Figure 3-9 shows the ER diagram constructed earlier for Honest Abe’s Fleet Auto Repair. I’d like you to look at it again because now you’re going to convert it to a relational model.
The many-to-many relationship (SUPPLIER:PART) tells you that you have to decompose it by creating an intersection relation. First, however, look at the relations that correspond to the pictured entities and their primary keys, shown in Table 3-1.
TABLE 3-1 Primary Keys for Sample Relations
Relation |
Primary Key |
CUSTOMER |
CustomerID |
INVOICE |
InvoiceNo |
INVOICE_LINE |
Invoice_Line_No |
MECHANIC |
EmployeeID |
CERTIFICATION |
CertificationNo |
SUPPLIER |
SupplierID |
PART |
PartNo |
LABOR |
LaborChargeCode |
In each case, the primary key uniquely identifies a row in its associated table.
There is one many-to-many relationship, SUPPLIER:PART, so you need to place an intersection relation between these two relations. As shown back in Figure 3-8, you should just call it SUPPLIER_PART. Figure 3-10 shows the data structure diagram for this relational model.
This relational model includes eight relations that correspond to the eight entities in Figure 3-9, plus one intersection relation that replaces the many-to-many relationship. There are two, one-to-one relationships and six, one-to-many relationships. Minimum cardinality is denoted by slashes and ovals. For example, in the SUPPLIER:PART relationship, for a part to be in Honest Abe’s inventory, that part must have been provided by a supplier. Thus there is a slash on the SUPPLIER side of that relationship. However, a company can be considered a qualified supplier without ever having sold Honest Abe a part. That is why there is an oval on the SUPPLIER_PART side of the relationship. Similar logic applies to the slashes and ovals on the other relationship lines.
• • •
• Task requirements:
1. Summarize the passage on converting the auto repair ER diagram in two sentences.
2. In the passage on converting the auto repair ER diagram, how many one-to-many relationships does the relational model include?
3. Reproduce the part of the passage on converting the auto repair ER diagram starting at "This relational model includes" and ending at "other relationship lines.".

• Recorded data:
• • •
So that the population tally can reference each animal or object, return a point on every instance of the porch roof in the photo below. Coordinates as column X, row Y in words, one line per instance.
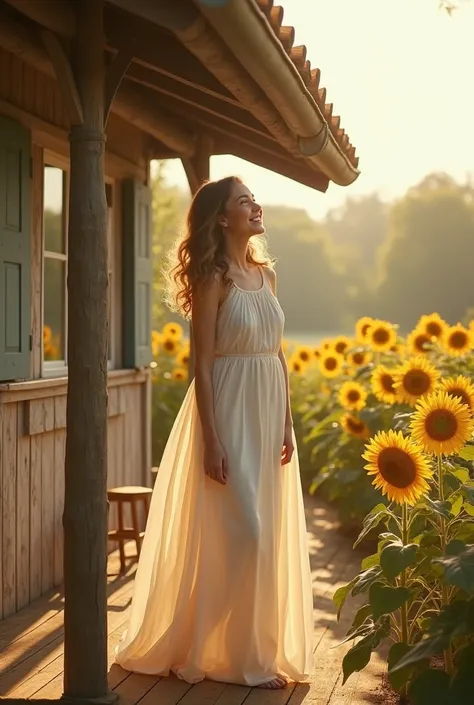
column 223, row 73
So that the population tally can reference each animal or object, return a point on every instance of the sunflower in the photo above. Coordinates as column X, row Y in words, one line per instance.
• • •
• Worked answers:
1. The ER diagram for Honest Abe's Fleet Auto Repair is converted to a relational model in which each relation's primary key uniquely identifies a row in its table. Because SUPPLIER:PART is a many-to-many relationship, an intersection relation called SUPPLIER_PART is placed between those two relations, giving eight relations for the entities plus one intersection relation, with slashes and ovals marking minimum cardinality.

2. Six.

3.
This relational model includes eight relations that correspond to the eight entities in Figure 3-9, plus one intersection relation that replaces the many-to-many relationship. There are two, one-to-one relationships and six, one-to-many relationships. Minimum cardinality is denoted by slashes and ovals. For example, in the SUPPLIER:PART relationship, for a part to be in Honest Abe’s inventory, that part must have been provided by a supplier. Thus there is a slash on the SUPPLIER side of that relationship. However, a company can be considered a qualified supplier without ever having sold Honest Abe a part. That is why there is an oval on the SUPPLIER_PART side of the relationship. Similar logic applies to the slashes and ovals on the other relationship lines.